● Your goal: Within the data that follows, set down exactly the lines from the one containing "Query: wicker armchair" through the one containing "Point to the beige back", both ends included.

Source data
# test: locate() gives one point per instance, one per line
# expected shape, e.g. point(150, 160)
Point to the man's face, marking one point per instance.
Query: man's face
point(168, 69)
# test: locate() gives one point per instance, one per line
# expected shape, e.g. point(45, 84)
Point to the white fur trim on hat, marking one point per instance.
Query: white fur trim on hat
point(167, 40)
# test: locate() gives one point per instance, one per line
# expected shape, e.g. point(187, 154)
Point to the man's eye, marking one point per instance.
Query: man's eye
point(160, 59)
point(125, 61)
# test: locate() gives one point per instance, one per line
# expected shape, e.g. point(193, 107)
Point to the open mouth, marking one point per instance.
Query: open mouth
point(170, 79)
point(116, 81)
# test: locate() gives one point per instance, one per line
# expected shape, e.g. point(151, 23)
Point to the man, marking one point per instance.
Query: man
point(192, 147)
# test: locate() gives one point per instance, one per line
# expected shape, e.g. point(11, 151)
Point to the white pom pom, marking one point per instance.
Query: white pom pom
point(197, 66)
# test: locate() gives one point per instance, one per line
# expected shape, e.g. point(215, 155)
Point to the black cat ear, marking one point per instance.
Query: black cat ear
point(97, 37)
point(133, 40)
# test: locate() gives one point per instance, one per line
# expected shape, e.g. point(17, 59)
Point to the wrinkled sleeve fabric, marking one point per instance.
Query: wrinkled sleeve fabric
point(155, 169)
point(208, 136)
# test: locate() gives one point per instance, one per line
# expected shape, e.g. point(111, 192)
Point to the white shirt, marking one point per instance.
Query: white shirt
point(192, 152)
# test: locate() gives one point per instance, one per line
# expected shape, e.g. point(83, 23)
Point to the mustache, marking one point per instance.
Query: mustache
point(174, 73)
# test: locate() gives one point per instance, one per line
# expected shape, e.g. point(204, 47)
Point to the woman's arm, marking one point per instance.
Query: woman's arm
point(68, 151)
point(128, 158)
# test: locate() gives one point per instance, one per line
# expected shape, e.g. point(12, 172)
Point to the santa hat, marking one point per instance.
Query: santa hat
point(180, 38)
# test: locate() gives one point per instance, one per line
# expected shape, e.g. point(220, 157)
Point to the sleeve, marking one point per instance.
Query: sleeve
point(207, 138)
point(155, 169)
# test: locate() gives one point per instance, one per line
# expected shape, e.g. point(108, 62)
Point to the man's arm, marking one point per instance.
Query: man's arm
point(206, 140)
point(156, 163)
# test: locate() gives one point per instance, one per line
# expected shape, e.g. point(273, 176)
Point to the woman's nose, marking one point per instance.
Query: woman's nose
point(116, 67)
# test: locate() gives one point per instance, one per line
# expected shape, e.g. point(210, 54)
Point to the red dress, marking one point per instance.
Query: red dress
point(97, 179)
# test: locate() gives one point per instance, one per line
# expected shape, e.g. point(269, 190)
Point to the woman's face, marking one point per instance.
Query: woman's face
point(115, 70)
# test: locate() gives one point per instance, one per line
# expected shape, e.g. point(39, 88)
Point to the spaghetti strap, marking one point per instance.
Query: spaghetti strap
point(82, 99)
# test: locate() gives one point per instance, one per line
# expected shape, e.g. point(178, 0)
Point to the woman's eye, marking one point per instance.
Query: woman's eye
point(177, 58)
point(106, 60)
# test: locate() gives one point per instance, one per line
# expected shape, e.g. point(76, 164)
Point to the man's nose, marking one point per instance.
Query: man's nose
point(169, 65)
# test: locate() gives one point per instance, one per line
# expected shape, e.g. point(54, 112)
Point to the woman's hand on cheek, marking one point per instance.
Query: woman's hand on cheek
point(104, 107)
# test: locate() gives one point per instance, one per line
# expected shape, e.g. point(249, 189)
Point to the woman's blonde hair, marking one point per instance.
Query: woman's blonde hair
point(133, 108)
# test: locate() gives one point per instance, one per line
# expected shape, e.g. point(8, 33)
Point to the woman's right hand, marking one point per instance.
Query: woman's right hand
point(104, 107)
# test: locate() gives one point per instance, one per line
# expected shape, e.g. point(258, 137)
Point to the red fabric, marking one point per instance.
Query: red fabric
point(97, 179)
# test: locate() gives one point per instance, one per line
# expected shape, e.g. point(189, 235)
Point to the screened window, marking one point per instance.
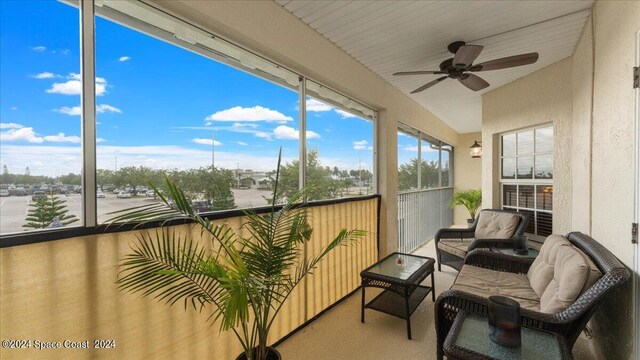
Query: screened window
point(527, 176)
point(213, 129)
point(339, 145)
point(40, 128)
point(433, 156)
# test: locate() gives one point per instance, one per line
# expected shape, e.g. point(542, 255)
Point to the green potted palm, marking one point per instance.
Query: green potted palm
point(470, 199)
point(242, 281)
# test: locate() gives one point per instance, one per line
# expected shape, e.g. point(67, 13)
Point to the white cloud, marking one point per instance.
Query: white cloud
point(410, 148)
point(158, 157)
point(77, 110)
point(206, 141)
point(61, 137)
point(345, 114)
point(317, 106)
point(245, 125)
point(103, 108)
point(10, 126)
point(289, 133)
point(256, 113)
point(21, 134)
point(74, 87)
point(73, 111)
point(45, 75)
point(360, 145)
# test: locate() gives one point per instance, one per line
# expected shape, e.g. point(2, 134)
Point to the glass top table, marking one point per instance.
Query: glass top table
point(469, 338)
point(531, 254)
point(399, 266)
point(400, 275)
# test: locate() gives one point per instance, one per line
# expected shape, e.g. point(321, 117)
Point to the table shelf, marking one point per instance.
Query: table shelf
point(391, 303)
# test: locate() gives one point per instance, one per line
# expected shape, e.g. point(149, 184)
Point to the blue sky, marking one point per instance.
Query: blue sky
point(157, 104)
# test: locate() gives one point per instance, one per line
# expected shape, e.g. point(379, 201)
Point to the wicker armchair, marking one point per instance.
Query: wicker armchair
point(568, 323)
point(461, 241)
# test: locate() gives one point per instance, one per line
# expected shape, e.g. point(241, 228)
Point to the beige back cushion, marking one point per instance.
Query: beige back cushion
point(569, 277)
point(496, 225)
point(540, 273)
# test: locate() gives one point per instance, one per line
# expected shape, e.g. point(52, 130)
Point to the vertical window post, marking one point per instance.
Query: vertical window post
point(302, 93)
point(88, 102)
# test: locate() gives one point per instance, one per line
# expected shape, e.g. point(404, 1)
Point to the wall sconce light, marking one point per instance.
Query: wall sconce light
point(476, 150)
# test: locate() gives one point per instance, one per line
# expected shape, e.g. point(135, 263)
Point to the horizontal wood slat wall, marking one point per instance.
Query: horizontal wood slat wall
point(65, 290)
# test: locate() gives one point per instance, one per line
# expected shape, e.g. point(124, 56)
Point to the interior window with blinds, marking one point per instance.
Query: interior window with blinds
point(526, 176)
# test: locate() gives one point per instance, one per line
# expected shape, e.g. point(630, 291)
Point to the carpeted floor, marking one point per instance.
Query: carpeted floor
point(339, 334)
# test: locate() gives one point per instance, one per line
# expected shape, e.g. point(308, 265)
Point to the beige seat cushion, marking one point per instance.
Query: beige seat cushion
point(455, 247)
point(485, 283)
point(594, 273)
point(496, 225)
point(569, 278)
point(540, 273)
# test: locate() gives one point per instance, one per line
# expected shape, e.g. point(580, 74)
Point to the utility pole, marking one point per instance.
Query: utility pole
point(359, 172)
point(213, 144)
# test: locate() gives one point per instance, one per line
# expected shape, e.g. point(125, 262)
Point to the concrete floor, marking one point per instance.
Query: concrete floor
point(339, 334)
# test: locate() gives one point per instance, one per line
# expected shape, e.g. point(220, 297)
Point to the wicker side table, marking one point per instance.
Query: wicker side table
point(468, 339)
point(400, 276)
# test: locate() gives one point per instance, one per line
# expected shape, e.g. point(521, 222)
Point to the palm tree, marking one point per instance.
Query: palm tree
point(471, 199)
point(244, 281)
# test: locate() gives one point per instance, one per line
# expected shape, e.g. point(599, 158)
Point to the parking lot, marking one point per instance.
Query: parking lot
point(13, 209)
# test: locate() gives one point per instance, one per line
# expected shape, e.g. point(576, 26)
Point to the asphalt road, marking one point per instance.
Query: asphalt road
point(13, 209)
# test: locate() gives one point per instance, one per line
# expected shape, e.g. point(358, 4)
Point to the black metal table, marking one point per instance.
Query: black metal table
point(468, 339)
point(400, 276)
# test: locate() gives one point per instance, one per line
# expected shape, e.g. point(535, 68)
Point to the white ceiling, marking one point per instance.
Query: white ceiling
point(391, 36)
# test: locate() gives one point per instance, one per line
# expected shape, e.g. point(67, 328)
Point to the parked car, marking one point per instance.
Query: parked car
point(37, 195)
point(124, 195)
point(201, 206)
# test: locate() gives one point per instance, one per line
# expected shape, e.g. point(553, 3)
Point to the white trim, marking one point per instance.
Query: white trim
point(88, 102)
point(302, 126)
point(636, 274)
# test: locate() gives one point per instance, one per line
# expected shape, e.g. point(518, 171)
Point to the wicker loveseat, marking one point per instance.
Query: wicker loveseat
point(558, 292)
point(492, 228)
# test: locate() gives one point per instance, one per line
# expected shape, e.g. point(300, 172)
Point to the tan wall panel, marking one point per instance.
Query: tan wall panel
point(65, 290)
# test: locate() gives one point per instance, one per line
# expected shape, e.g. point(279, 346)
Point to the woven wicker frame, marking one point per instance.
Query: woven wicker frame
point(568, 323)
point(456, 262)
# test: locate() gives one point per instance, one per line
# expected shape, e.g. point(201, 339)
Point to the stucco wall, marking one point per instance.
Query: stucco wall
point(270, 30)
point(542, 97)
point(581, 147)
point(612, 188)
point(591, 100)
point(467, 172)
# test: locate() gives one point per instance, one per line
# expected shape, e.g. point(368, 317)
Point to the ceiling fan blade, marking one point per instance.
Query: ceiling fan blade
point(418, 73)
point(473, 82)
point(466, 55)
point(428, 85)
point(503, 63)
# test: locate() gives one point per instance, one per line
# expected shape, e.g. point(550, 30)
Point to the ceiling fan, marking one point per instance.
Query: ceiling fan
point(459, 66)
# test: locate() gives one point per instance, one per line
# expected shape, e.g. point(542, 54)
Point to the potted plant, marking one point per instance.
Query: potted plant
point(471, 199)
point(244, 281)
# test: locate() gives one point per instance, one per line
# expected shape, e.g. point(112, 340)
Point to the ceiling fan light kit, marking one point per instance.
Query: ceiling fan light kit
point(461, 64)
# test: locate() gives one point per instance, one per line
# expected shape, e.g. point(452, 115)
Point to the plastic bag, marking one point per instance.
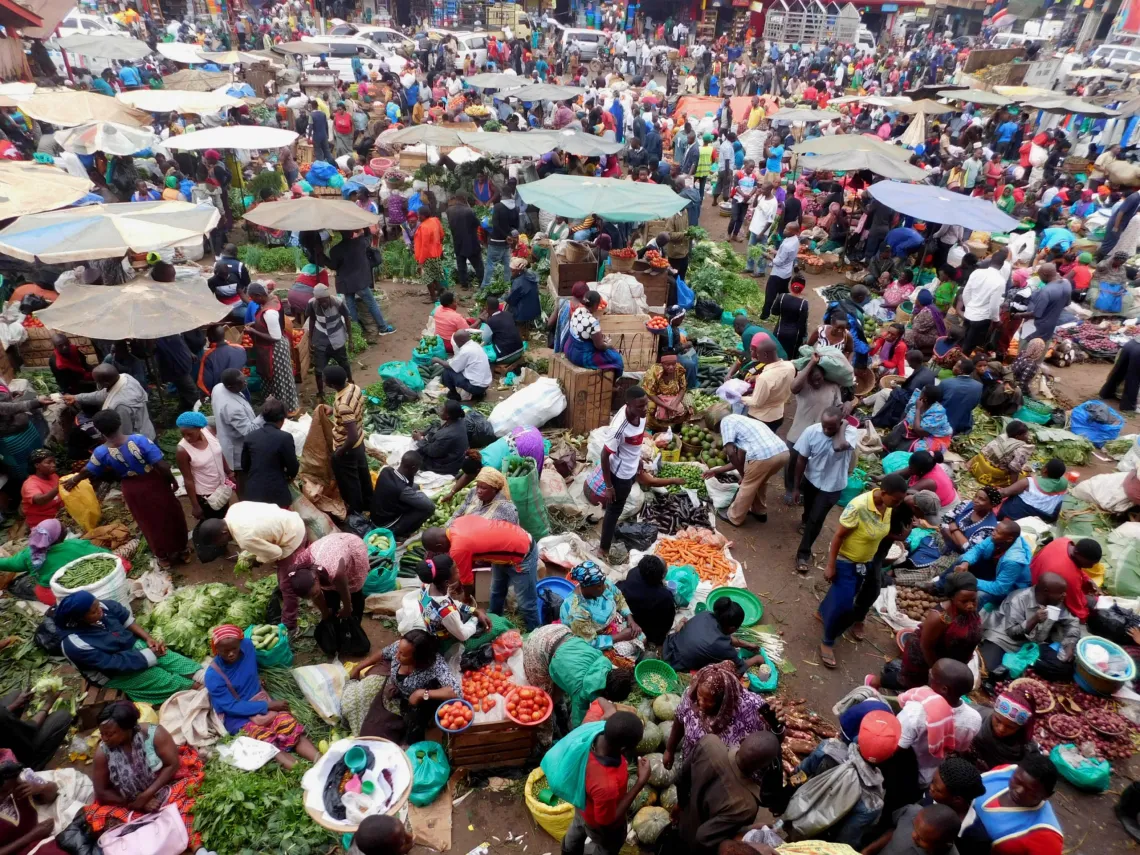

● Answer section:
Query: wicker armchair
point(568, 323)
point(461, 241)
# test: locate() gives one point per instance, one per line
# expected shape, e.g. point(241, 228)
Point to the beige back cushion, marking one point per instance.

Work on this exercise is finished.